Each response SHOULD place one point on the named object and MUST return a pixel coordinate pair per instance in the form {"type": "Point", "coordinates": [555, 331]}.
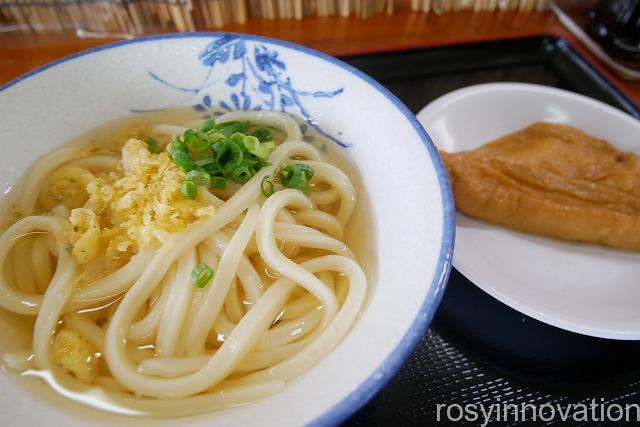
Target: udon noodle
{"type": "Point", "coordinates": [117, 313]}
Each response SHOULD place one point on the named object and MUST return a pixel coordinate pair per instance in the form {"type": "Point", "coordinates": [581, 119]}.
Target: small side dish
{"type": "Point", "coordinates": [553, 180]}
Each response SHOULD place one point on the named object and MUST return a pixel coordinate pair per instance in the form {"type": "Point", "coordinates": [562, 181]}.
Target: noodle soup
{"type": "Point", "coordinates": [166, 266]}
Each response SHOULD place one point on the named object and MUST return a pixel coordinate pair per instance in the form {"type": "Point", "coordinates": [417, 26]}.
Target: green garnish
{"type": "Point", "coordinates": [152, 145]}
{"type": "Point", "coordinates": [188, 189]}
{"type": "Point", "coordinates": [208, 125]}
{"type": "Point", "coordinates": [218, 152]}
{"type": "Point", "coordinates": [262, 134]}
{"type": "Point", "coordinates": [201, 275]}
{"type": "Point", "coordinates": [218, 183]}
{"type": "Point", "coordinates": [296, 176]}
{"type": "Point", "coordinates": [257, 148]}
{"type": "Point", "coordinates": [271, 189]}
{"type": "Point", "coordinates": [195, 140]}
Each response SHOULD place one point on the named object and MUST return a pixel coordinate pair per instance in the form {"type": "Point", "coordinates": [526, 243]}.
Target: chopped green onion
{"type": "Point", "coordinates": [296, 176]}
{"type": "Point", "coordinates": [208, 125]}
{"type": "Point", "coordinates": [199, 177]}
{"type": "Point", "coordinates": [270, 190]}
{"type": "Point", "coordinates": [201, 275]}
{"type": "Point", "coordinates": [262, 134]}
{"type": "Point", "coordinates": [195, 140]}
{"type": "Point", "coordinates": [242, 174]}
{"type": "Point", "coordinates": [188, 189]}
{"type": "Point", "coordinates": [237, 138]}
{"type": "Point", "coordinates": [204, 162]}
{"type": "Point", "coordinates": [182, 160]}
{"type": "Point", "coordinates": [229, 155]}
{"type": "Point", "coordinates": [230, 128]}
{"type": "Point", "coordinates": [178, 145]}
{"type": "Point", "coordinates": [152, 145]}
{"type": "Point", "coordinates": [218, 183]}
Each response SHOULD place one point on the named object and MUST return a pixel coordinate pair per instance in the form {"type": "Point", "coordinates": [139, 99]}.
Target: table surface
{"type": "Point", "coordinates": [21, 52]}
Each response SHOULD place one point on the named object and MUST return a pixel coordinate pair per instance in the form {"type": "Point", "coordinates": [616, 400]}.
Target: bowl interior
{"type": "Point", "coordinates": [582, 288]}
{"type": "Point", "coordinates": [405, 201]}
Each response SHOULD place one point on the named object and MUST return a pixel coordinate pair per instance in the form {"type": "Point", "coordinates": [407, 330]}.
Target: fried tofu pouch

________________

Objective: Without the pictures, repeat the listing above exactly.

Problem solution:
Each response SHOULD place one point on the named object and MUST return a pixel coordinate pair per instance in the form {"type": "Point", "coordinates": [555, 331]}.
Target: udon noodle
{"type": "Point", "coordinates": [117, 313]}
Each response SHOULD place one point on the named object and MUST return a pixel coordinate pair per instance in the form {"type": "Point", "coordinates": [581, 119]}.
Target: small side dish
{"type": "Point", "coordinates": [553, 180]}
Each response SHOULD place one point on the named object and MUST return a pixel coordinate pair per instance in the form {"type": "Point", "coordinates": [562, 181]}.
Target: noodle soup
{"type": "Point", "coordinates": [166, 266]}
Each response SHOULD place one point on the named object and MUST return a pixel coordinate pair per instance in the form {"type": "Point", "coordinates": [417, 26]}.
Target: green garnish
{"type": "Point", "coordinates": [152, 145]}
{"type": "Point", "coordinates": [188, 189]}
{"type": "Point", "coordinates": [208, 125]}
{"type": "Point", "coordinates": [218, 152]}
{"type": "Point", "coordinates": [262, 134]}
{"type": "Point", "coordinates": [201, 275]}
{"type": "Point", "coordinates": [218, 183]}
{"type": "Point", "coordinates": [296, 176]}
{"type": "Point", "coordinates": [257, 148]}
{"type": "Point", "coordinates": [271, 189]}
{"type": "Point", "coordinates": [195, 140]}
Each response SHOULD place one point on the named object and MUST return a pixel coordinate pair per instance in the form {"type": "Point", "coordinates": [526, 243]}.
Target: chopped green onion
{"type": "Point", "coordinates": [296, 176]}
{"type": "Point", "coordinates": [208, 125]}
{"type": "Point", "coordinates": [199, 177]}
{"type": "Point", "coordinates": [270, 190]}
{"type": "Point", "coordinates": [201, 275]}
{"type": "Point", "coordinates": [262, 134]}
{"type": "Point", "coordinates": [195, 140]}
{"type": "Point", "coordinates": [242, 174]}
{"type": "Point", "coordinates": [188, 189]}
{"type": "Point", "coordinates": [237, 138]}
{"type": "Point", "coordinates": [204, 162]}
{"type": "Point", "coordinates": [182, 160]}
{"type": "Point", "coordinates": [229, 155]}
{"type": "Point", "coordinates": [230, 128]}
{"type": "Point", "coordinates": [178, 145]}
{"type": "Point", "coordinates": [152, 145]}
{"type": "Point", "coordinates": [218, 183]}
Each response SHOULD place one point on the named object and MUST return a pixel coordinate pair per instance in the form {"type": "Point", "coordinates": [139, 99]}.
Target: table surface
{"type": "Point", "coordinates": [21, 52]}
Each response SHOULD place one point on the named object and MUST return a pixel coordinate pair per instance in the form {"type": "Point", "coordinates": [616, 400]}.
Target: bowl interior
{"type": "Point", "coordinates": [582, 288]}
{"type": "Point", "coordinates": [405, 201]}
Each response SHOULD place one point on the named object and MUST return a pixel coordinate pair per instance in the form {"type": "Point", "coordinates": [407, 330]}.
Target: fried tofu pouch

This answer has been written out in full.